TASK DESCRIPTION: Show each line of the rows below that contains the string "pull". Letter case matters.

Part of a data file:
####################
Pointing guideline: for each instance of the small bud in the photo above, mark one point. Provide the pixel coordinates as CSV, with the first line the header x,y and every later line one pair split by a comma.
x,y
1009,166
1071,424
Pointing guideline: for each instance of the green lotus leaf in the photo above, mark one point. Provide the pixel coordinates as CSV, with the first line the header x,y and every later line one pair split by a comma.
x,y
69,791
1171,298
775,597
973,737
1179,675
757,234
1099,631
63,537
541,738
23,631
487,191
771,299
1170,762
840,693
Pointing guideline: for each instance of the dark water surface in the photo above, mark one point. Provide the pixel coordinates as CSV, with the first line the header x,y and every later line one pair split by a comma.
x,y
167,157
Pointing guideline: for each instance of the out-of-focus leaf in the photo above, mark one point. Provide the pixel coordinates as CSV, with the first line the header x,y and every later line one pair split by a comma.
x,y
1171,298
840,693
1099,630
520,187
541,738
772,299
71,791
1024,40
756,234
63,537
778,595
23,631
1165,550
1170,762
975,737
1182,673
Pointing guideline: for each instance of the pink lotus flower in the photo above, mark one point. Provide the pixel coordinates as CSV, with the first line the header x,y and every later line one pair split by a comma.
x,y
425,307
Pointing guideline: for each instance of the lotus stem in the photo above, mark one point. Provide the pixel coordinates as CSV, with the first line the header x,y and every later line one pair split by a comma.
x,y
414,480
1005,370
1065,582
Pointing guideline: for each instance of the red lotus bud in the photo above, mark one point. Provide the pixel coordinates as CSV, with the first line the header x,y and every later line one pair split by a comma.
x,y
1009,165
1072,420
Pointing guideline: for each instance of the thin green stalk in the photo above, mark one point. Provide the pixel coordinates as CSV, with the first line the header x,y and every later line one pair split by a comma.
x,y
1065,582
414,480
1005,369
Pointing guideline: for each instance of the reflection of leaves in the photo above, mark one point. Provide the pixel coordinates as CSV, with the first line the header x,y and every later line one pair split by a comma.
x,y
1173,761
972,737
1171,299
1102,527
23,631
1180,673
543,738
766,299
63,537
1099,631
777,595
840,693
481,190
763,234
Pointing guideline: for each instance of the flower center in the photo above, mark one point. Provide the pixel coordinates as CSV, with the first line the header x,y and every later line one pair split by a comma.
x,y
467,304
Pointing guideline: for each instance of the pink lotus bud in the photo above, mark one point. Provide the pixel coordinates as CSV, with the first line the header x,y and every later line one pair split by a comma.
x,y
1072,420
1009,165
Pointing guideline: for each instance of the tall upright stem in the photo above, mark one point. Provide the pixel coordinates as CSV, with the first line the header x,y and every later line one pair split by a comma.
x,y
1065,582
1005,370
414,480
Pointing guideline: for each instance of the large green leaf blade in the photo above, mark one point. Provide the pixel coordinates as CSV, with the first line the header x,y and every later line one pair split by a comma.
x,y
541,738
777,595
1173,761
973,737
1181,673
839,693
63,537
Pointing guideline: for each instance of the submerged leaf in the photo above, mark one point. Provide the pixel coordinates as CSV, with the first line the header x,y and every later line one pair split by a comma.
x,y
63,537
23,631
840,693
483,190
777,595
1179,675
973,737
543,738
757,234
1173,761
####################
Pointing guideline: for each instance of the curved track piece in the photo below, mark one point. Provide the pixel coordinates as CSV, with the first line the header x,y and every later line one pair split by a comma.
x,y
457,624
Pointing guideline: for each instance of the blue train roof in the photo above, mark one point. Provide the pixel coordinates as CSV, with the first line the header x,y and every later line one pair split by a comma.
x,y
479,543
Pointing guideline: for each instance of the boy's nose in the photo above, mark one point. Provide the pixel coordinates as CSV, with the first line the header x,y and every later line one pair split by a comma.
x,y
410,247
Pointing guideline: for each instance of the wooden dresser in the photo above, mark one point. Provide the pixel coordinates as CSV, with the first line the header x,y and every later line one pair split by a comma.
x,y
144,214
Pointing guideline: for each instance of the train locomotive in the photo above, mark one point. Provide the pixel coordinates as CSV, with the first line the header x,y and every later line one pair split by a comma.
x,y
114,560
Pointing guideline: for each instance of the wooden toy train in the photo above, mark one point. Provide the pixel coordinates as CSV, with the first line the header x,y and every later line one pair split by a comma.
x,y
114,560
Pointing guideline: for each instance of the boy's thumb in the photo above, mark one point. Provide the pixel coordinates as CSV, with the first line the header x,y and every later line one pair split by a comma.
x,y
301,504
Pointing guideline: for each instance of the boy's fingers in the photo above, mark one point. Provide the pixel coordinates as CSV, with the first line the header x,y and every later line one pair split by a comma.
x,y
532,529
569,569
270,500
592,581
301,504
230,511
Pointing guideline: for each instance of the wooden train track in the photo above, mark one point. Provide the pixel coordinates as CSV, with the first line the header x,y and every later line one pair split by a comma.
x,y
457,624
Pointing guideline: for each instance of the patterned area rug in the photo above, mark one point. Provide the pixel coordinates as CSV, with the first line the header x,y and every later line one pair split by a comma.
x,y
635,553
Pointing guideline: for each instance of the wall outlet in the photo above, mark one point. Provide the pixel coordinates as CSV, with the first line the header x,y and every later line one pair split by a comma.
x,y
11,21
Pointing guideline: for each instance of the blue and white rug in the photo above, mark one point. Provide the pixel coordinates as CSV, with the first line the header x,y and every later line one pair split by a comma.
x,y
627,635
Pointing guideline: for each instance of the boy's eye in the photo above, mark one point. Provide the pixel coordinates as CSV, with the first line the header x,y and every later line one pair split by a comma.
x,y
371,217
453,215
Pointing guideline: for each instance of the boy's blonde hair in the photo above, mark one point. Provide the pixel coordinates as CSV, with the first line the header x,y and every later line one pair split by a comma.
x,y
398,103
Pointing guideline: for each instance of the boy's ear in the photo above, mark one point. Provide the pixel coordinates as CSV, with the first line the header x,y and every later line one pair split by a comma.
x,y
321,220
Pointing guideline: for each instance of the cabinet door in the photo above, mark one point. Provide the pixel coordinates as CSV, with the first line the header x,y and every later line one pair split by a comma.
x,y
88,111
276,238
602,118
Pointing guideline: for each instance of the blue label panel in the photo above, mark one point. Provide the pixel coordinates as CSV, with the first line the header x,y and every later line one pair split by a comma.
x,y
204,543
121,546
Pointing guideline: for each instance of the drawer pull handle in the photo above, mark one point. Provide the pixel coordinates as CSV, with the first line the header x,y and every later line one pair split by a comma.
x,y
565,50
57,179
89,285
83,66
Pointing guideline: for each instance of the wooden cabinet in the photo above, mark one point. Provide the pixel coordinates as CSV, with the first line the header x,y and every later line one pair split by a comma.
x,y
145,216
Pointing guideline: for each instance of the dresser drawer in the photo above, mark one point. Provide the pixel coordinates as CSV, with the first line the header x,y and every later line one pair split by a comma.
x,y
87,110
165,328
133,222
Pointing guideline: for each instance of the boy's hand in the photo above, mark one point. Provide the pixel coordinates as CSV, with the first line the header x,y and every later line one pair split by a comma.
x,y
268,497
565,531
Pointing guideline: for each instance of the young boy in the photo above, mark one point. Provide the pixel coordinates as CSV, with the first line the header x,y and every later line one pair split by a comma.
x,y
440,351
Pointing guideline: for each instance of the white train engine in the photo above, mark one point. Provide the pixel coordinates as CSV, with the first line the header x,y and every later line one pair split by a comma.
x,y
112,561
####################
PROBLEM SOLUTION:
Pointing guideline: for each instance of the drawer pull handle in the photo above, mark one point. Provide the pixel coordinates as CSV, with the first line the header x,y and every later line one pair split by a comma.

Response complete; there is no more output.